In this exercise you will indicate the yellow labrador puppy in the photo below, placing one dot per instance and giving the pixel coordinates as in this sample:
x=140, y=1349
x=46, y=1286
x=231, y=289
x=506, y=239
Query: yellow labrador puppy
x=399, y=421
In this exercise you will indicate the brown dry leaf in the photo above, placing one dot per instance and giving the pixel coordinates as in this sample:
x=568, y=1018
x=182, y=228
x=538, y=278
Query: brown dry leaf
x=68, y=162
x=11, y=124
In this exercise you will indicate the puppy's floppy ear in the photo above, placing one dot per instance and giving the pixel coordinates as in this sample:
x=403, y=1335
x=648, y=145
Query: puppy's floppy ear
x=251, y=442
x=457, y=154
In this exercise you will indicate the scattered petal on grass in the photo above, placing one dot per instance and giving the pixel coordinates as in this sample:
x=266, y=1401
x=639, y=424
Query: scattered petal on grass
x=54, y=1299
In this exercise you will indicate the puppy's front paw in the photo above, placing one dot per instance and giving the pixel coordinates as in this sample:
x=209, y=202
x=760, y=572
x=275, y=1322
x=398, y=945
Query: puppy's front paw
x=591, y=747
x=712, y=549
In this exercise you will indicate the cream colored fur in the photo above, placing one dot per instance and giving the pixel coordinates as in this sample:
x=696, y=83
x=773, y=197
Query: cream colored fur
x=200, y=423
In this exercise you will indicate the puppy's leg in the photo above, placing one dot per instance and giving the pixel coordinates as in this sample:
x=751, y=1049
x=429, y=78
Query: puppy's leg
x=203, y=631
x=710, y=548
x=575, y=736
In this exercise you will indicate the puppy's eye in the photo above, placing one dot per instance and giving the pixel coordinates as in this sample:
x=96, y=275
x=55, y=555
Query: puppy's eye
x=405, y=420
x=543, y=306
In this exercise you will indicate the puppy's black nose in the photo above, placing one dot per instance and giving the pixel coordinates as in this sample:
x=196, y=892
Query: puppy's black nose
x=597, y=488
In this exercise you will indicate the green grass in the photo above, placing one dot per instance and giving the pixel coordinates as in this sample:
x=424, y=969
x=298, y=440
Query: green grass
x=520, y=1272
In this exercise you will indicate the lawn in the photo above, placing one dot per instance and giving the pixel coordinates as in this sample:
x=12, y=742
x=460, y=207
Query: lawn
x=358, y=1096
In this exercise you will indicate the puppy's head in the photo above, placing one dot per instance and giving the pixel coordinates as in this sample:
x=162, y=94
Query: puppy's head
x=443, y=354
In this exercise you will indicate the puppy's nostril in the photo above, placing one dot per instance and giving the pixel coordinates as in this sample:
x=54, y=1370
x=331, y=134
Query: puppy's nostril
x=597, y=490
################
• WHAT IS EXPECTED
Reproduce the entire listing above line for line, keeping every word, number, and punctuation mark unchanged.

• CORRECT RESULT
In this exercise you will indicate the yellow labrador puppy in the photo below, placing one dot per instance and giving the pixel coordinates as in this sample:
x=140, y=1349
x=46, y=1286
x=231, y=289
x=506, y=239
Query: yellow labrador puppy
x=399, y=421
In this exercise you will indicate the brown dry leaf in the photo above, placing one dot per instance and giving the pixel coordinates as in this sample:
x=568, y=1018
x=182, y=228
x=538, y=278
Query: brown dry leaf
x=68, y=162
x=11, y=124
In this exercise you will indicate the puppy's floppy ear in the photo above, placing one dot per instance and giving the pixel coordinates as in this sample:
x=403, y=1335
x=648, y=145
Query: puppy's floppy ear
x=251, y=442
x=457, y=154
In this exercise you will indicate the scattered petal on grass in the photo above, placing one dot per instance and giving the pixel coordinates as in this sample:
x=266, y=1401
x=639, y=424
Query: scattered petal on grass
x=54, y=1299
In this exercise you will indicate the puppy's front paw in the photo above, placing one dot per instance and giving the pixel coordinates as in this sample:
x=209, y=202
x=760, y=572
x=275, y=1322
x=398, y=945
Query: puppy's front paw
x=591, y=747
x=712, y=549
In this exercise you will indicate the cream colored fur in the photo above, placing one dot per instance and giving the pixel coordinates as in this sample:
x=696, y=83
x=773, y=197
Query: cream colored fur
x=200, y=423
In this exercise you will indicate the puppy's leg in the photo above, placing one dot per instance and giving the pixel coordinates as in this sample:
x=751, y=1049
x=429, y=78
Query: puppy's leg
x=203, y=631
x=710, y=548
x=575, y=736
In this exercise you will indicate the puppy's eye in the photo above, placing one dot per instance and giving the pixel coordinates as in this sample:
x=96, y=275
x=55, y=555
Query: puppy's eye
x=405, y=420
x=543, y=306
In this exercise you will indicate the puppy's black nose in the photo above, placing one dot per instance and giving the pixel coordinates as in this sample:
x=196, y=892
Query: puppy's black nose
x=597, y=488
In this exercise you will indicate the green grass in the photo above, placing one dot per instance and giving the pixel coordinates as in this sample:
x=424, y=969
x=298, y=440
Query: green grass
x=520, y=1272
In this exercise you will indicate the lawn in the photo above, placing one dot per instance and giving the pixel coordinates as in this sample:
x=12, y=742
x=460, y=207
Query: lawn
x=358, y=1096
In this exercise you will indicate the puppy's head in the photo above, placing one dot per instance and giving the pixel coordinates as in this sample:
x=162, y=94
Query: puppy's head
x=443, y=354
In this exercise you will indicate the puppy's nostril in the photo above, placing one dot per instance and giving the pixel coordinates as in this sample:
x=54, y=1370
x=331, y=134
Query: puppy's nostril
x=597, y=490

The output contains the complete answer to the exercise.